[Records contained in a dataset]
::::

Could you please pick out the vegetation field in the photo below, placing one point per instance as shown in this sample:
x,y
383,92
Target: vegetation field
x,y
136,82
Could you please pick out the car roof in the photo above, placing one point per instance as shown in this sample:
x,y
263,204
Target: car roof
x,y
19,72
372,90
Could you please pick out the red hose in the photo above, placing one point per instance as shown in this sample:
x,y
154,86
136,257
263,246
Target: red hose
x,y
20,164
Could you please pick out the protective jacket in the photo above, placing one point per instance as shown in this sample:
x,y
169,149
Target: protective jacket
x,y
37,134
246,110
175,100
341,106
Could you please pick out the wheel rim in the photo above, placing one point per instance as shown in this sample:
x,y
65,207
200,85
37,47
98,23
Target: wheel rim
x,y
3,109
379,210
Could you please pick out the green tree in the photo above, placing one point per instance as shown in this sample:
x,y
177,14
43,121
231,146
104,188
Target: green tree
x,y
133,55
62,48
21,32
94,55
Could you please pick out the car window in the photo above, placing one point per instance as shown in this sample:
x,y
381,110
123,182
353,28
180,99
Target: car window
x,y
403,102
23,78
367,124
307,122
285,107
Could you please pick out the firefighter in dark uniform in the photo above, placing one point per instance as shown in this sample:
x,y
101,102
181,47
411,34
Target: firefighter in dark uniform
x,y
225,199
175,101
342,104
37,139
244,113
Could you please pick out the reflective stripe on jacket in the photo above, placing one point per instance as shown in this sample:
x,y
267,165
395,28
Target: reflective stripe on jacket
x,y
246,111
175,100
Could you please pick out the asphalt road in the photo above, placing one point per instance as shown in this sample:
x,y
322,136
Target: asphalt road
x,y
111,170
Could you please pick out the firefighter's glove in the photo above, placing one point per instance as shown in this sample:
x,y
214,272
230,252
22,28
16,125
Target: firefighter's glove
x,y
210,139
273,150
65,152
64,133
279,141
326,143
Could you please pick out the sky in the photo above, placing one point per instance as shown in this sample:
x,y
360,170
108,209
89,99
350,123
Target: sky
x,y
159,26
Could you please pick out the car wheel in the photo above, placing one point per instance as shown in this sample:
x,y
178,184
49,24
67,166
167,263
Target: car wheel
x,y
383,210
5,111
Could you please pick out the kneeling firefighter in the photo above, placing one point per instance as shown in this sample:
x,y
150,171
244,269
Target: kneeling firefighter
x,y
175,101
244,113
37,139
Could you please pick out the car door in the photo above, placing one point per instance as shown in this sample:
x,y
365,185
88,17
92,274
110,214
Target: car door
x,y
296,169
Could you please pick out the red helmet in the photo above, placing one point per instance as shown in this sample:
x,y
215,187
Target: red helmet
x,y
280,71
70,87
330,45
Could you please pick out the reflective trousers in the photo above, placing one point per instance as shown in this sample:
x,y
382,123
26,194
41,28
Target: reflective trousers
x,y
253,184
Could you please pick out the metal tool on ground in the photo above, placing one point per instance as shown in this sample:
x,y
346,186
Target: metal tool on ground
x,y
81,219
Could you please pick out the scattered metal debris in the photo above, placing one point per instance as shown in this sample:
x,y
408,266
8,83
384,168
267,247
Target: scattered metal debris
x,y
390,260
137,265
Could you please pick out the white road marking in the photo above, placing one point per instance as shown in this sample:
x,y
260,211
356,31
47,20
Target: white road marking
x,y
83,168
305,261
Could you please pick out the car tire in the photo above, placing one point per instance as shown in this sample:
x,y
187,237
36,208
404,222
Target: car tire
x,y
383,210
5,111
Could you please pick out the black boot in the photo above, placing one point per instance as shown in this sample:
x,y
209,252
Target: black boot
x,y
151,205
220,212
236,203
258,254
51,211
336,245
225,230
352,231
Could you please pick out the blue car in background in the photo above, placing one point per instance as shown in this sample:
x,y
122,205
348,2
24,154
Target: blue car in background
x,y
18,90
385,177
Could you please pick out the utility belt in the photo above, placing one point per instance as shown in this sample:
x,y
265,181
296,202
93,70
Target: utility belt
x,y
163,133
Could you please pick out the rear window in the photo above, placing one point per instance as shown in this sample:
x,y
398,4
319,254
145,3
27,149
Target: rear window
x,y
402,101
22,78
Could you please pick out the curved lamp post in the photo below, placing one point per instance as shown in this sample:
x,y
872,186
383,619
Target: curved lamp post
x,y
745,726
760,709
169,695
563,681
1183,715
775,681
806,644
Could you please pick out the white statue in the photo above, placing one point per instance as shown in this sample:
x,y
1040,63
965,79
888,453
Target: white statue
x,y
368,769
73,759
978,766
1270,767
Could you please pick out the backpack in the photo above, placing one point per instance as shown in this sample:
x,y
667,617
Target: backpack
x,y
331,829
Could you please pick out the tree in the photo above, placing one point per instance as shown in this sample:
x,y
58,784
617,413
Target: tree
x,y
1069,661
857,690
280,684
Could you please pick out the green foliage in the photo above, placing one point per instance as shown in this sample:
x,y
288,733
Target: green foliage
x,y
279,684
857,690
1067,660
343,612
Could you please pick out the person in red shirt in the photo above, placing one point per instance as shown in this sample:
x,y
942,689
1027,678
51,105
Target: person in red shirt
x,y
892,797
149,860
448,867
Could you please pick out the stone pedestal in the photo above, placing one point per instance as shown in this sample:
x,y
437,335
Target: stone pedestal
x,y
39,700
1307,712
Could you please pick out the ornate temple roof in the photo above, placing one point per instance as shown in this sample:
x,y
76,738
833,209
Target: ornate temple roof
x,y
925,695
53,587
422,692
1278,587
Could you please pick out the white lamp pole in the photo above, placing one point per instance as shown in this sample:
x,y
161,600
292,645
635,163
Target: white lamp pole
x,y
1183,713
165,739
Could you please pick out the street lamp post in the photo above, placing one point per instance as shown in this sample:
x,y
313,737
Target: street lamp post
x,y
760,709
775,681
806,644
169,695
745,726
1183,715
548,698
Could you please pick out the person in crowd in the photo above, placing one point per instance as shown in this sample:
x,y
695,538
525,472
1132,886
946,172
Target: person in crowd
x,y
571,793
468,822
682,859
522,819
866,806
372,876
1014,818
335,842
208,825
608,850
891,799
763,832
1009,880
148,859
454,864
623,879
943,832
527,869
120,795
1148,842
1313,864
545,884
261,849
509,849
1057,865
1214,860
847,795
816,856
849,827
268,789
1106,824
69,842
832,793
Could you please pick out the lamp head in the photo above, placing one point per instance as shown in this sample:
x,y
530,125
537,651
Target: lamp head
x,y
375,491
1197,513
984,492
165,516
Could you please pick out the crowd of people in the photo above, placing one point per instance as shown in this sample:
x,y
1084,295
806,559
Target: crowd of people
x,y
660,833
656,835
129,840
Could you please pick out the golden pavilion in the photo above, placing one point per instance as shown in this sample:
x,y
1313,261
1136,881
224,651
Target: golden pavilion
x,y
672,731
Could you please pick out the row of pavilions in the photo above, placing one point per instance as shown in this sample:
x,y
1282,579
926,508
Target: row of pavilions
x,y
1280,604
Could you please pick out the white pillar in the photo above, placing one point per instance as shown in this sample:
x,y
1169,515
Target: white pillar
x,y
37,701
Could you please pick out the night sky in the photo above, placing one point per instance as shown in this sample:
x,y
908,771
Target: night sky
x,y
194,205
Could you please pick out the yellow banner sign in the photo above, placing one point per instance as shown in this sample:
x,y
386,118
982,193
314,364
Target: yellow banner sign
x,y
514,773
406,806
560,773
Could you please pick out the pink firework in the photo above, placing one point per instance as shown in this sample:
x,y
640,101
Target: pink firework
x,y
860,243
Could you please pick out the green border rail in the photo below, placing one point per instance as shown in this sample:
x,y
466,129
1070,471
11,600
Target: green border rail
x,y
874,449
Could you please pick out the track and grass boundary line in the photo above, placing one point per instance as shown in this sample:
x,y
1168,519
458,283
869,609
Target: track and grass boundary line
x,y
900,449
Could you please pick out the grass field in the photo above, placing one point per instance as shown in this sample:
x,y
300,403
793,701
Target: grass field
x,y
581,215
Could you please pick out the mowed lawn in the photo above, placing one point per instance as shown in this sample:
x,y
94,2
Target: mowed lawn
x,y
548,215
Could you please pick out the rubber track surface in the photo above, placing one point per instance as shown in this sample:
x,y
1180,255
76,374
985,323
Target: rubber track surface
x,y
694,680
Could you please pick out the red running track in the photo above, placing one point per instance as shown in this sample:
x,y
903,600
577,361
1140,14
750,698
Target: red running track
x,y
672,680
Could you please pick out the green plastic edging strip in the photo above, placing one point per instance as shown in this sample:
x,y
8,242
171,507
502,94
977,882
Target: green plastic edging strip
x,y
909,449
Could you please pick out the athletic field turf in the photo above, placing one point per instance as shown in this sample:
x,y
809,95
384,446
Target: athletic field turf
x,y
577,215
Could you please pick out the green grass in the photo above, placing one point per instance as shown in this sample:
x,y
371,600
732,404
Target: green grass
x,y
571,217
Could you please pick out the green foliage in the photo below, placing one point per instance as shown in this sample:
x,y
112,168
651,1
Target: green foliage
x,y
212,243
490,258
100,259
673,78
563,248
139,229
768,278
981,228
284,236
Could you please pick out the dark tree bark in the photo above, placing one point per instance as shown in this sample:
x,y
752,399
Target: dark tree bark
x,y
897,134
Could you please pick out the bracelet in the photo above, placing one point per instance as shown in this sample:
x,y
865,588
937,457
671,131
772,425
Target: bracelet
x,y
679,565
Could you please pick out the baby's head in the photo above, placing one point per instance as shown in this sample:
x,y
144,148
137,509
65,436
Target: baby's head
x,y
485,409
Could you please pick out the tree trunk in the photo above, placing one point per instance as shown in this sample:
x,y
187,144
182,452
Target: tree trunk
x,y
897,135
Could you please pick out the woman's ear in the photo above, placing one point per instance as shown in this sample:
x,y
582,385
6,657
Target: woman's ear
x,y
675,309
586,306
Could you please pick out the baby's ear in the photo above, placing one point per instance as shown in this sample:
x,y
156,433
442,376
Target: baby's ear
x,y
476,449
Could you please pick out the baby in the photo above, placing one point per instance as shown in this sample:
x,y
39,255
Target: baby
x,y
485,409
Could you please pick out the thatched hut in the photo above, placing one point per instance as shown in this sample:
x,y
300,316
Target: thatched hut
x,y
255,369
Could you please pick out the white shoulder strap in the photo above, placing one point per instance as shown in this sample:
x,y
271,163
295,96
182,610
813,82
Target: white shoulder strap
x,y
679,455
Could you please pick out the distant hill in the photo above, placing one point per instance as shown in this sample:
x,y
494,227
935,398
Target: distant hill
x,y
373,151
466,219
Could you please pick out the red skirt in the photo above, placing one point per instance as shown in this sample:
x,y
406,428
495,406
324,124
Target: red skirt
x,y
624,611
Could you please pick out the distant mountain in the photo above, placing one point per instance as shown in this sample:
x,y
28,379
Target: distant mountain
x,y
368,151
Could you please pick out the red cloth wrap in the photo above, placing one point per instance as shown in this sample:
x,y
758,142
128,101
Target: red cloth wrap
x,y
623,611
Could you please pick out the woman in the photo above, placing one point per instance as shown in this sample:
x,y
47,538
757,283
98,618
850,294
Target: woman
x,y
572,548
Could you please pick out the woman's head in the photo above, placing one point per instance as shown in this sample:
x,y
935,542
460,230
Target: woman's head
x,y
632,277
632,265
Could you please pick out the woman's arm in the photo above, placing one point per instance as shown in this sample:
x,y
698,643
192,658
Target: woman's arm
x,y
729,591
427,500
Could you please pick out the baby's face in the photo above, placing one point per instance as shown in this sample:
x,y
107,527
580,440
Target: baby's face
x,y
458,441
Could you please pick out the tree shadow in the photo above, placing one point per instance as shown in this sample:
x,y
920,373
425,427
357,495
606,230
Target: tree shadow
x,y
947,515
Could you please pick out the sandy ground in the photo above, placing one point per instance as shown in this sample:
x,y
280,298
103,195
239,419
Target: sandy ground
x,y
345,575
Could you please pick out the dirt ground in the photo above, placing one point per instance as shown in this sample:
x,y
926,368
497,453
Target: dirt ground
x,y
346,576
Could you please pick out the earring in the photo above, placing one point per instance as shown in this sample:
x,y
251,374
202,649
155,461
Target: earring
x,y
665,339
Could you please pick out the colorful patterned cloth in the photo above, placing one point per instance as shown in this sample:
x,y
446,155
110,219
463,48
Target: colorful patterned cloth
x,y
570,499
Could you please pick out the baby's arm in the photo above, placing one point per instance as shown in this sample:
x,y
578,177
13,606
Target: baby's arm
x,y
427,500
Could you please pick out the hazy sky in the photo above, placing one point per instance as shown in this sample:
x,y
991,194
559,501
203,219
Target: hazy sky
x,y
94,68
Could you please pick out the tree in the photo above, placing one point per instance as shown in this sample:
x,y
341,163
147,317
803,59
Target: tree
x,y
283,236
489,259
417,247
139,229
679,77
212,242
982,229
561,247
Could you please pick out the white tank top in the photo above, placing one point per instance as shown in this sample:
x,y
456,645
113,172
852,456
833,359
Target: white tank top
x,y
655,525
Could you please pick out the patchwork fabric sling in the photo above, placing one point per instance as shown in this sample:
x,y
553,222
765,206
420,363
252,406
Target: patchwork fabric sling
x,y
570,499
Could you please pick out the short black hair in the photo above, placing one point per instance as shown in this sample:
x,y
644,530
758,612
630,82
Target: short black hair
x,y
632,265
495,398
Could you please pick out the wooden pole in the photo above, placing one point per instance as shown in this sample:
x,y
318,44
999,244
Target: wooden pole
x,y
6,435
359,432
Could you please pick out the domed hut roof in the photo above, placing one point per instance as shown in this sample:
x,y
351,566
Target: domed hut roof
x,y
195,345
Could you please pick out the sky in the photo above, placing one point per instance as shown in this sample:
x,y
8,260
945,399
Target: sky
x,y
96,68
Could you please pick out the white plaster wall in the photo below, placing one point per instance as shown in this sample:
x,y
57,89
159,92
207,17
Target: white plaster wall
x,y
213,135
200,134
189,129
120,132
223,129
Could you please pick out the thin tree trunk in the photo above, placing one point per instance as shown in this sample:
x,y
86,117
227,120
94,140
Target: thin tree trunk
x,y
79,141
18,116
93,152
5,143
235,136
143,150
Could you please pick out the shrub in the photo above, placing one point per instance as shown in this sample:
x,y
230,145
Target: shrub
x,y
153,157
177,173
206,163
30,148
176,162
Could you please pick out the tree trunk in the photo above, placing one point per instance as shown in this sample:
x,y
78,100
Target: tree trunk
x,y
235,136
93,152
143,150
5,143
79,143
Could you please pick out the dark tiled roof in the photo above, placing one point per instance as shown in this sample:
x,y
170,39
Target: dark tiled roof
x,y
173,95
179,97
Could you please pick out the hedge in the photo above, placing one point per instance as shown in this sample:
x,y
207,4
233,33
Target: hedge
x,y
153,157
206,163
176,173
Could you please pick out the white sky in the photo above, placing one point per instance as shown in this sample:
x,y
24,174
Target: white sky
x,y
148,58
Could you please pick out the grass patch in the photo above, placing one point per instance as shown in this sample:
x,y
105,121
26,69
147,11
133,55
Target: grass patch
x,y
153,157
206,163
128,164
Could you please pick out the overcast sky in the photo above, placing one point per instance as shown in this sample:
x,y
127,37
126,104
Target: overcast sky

::::

## Task brief
Bring together all lines of the entries above in which the string "overcast" occurs.

## Task answer
Could you please pick out the overcast sky in the photo above, placing one point per instance as shown in this sample:
Target: overcast sky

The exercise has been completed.